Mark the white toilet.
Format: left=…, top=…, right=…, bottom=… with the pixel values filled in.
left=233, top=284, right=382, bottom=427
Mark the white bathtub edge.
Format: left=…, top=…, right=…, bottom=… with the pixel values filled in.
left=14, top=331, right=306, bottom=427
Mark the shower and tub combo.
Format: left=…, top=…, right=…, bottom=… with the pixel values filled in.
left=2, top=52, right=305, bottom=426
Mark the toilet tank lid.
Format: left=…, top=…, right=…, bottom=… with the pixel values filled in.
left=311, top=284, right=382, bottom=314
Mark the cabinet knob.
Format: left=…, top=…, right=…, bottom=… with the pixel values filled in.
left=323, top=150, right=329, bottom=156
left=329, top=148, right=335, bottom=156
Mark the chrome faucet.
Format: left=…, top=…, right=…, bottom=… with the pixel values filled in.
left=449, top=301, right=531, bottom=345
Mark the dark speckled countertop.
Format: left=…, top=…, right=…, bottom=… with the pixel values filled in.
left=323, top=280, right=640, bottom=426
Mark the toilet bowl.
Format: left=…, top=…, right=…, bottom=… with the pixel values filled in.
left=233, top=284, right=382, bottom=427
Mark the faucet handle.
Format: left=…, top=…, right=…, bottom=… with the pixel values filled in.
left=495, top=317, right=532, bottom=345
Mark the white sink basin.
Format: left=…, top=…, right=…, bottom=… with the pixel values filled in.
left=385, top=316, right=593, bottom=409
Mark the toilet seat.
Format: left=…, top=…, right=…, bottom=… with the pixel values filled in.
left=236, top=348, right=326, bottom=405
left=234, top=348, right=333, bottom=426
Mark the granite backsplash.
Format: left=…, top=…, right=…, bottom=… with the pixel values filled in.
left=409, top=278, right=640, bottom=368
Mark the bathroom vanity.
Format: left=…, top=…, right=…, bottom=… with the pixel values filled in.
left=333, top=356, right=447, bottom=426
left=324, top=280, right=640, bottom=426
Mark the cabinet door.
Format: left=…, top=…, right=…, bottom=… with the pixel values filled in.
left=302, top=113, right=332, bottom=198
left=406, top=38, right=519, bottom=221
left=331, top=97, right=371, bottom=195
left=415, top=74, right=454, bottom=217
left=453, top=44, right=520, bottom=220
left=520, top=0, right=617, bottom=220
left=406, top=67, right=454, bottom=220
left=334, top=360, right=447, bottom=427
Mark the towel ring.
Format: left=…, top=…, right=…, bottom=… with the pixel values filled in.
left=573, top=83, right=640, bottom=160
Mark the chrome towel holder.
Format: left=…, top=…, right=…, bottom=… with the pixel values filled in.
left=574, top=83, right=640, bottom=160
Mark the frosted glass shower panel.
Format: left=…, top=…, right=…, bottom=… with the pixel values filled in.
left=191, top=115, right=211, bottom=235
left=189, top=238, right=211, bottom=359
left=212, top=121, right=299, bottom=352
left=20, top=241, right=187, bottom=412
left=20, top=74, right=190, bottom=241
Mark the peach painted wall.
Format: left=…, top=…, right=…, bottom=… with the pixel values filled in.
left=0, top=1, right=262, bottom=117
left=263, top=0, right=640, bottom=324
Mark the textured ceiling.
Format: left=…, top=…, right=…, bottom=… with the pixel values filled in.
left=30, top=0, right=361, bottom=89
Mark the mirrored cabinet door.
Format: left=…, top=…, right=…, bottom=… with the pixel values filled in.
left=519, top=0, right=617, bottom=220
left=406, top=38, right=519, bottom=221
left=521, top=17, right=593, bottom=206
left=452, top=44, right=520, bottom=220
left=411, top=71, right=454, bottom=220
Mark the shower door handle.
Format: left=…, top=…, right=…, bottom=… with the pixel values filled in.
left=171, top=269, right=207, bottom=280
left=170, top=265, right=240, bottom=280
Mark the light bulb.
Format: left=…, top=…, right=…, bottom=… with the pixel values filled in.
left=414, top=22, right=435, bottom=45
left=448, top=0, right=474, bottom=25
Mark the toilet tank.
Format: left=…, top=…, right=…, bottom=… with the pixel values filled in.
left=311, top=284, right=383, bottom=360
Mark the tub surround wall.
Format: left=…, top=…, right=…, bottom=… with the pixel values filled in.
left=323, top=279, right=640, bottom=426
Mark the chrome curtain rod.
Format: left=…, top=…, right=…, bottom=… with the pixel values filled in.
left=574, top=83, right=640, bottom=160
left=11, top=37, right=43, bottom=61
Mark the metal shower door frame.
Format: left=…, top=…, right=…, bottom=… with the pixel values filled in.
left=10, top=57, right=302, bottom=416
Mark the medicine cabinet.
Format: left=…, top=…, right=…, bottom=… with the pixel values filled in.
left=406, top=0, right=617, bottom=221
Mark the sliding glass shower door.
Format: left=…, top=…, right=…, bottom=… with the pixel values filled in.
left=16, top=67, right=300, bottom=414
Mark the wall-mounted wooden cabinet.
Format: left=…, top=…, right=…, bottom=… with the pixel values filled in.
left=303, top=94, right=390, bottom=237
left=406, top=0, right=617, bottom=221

=======

### The problem
Transcribe each line of the data above, unaltered, from the one where "Mark the toilet seat." appears to the one where "Mark the towel ring." appears, inclusive of both.

### Written response
Mark the toilet seat.
Format: left=…, top=…, right=…, bottom=… with the pixel values filled in.
left=236, top=348, right=326, bottom=405
left=234, top=348, right=333, bottom=426
Mark the granite backsplash.
Format: left=…, top=…, right=…, bottom=… with the pixel values filled in.
left=409, top=278, right=640, bottom=368
Mark the bathroom vanity.
Format: left=…, top=…, right=…, bottom=… with the pixel values filled in.
left=333, top=356, right=447, bottom=426
left=324, top=280, right=640, bottom=426
Mark the cabinet door.
Format: left=…, top=…, right=…, bottom=… with the pixel values filled in.
left=302, top=113, right=332, bottom=198
left=406, top=38, right=519, bottom=221
left=331, top=97, right=371, bottom=195
left=415, top=74, right=454, bottom=217
left=453, top=44, right=520, bottom=220
left=520, top=0, right=617, bottom=220
left=406, top=67, right=454, bottom=220
left=334, top=360, right=447, bottom=427
Mark the towel ring.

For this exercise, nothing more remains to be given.